## Extrait source
À l'heure où les gens cool d'aujourd'hui fantasment sur une décennie qu'ils n'ont pas connue et essaient de s'habiller comme moi il y a plus de 20 ans, je me suis dit qu'il fallait que je leur annonce une mauvaise nouvelle : non, la vie n'était pas aussi drôle, fun et colorée qu'un Tumblr de 2016. Ce n'était pas pire, ce n'était pas mieux. C'était différent.

Lorsqu'on ne s'ennuyait pas, voici comment on passait le temps il n'y a pas si longtemps.

LA MUSIQUE

Déjà, il faut savoir que la musique était à la base et au centre de tout. Moi j'écoutais du rock, du hard rock même. J'étais une « hardos » quoi.

## Données
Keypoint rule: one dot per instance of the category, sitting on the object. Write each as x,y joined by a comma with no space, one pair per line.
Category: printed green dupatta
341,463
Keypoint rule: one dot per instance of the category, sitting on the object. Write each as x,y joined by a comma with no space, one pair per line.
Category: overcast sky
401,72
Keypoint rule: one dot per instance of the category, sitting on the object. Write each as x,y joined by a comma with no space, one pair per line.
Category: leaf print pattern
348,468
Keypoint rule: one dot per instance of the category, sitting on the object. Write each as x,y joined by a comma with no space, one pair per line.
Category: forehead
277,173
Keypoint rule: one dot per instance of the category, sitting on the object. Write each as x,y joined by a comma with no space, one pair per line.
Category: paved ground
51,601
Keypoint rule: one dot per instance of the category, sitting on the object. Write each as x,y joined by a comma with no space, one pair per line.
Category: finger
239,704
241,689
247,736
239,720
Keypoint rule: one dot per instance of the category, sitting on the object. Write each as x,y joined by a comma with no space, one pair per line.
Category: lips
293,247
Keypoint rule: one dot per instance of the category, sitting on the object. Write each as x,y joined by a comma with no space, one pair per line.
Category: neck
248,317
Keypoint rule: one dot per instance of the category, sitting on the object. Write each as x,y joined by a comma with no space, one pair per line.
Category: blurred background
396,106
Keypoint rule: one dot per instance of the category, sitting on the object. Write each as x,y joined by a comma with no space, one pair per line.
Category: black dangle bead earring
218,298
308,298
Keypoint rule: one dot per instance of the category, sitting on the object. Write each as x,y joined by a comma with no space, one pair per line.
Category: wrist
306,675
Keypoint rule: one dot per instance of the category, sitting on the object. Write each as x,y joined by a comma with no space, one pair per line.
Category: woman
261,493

## Consignes
(a) D'après l'extrait sur la vie d'il y a plus de 20 ans, quels styles de musique la personne qui écrit écoutait-elle ?
(b) Poursuivez l'extrait sur la vie d'il y a plus de 20 ans à partir de sa dernière phrase.
Les entrées n'ont aucun lien avec l'extrait.

## Réponses
(a) Du rock, et même du hard rock.

(b)
Tout a commencé cet été 1991 lorsque mon cousin m'a filé le CD de Mama Said de Lenny Kravitz. De là j'ai fait le recoupement entre son cousin Slash, ce chevelu hyper sexy qui faisait la guitare sur l'album, et celui que je retrouvais dans les clips de Guns N'Roses sur MTV. Parce que tous les après-midi après l'école j'allais chez ma meilleure amie, on se préparait des croque-monsieur à la machine et on allait les avaler sur le canapé devant MTV.

Les clips à la chaîne, Beavis and Butt-Head, Yo ! MTV Raps et Headbangers Ball alimentaient notre imaginaire. Autant de personnages assimilés et apprivoisés que nous mettions ensuite en scène dans nos jeux. Car je ne sais pas si c'est le cas de tout le monde, mais dans mes années 1990 à moi, on jouait encore aux Barbie à l'âge de 16 ans – bien sûr le plot avait un peu évolué depuis notre enfance.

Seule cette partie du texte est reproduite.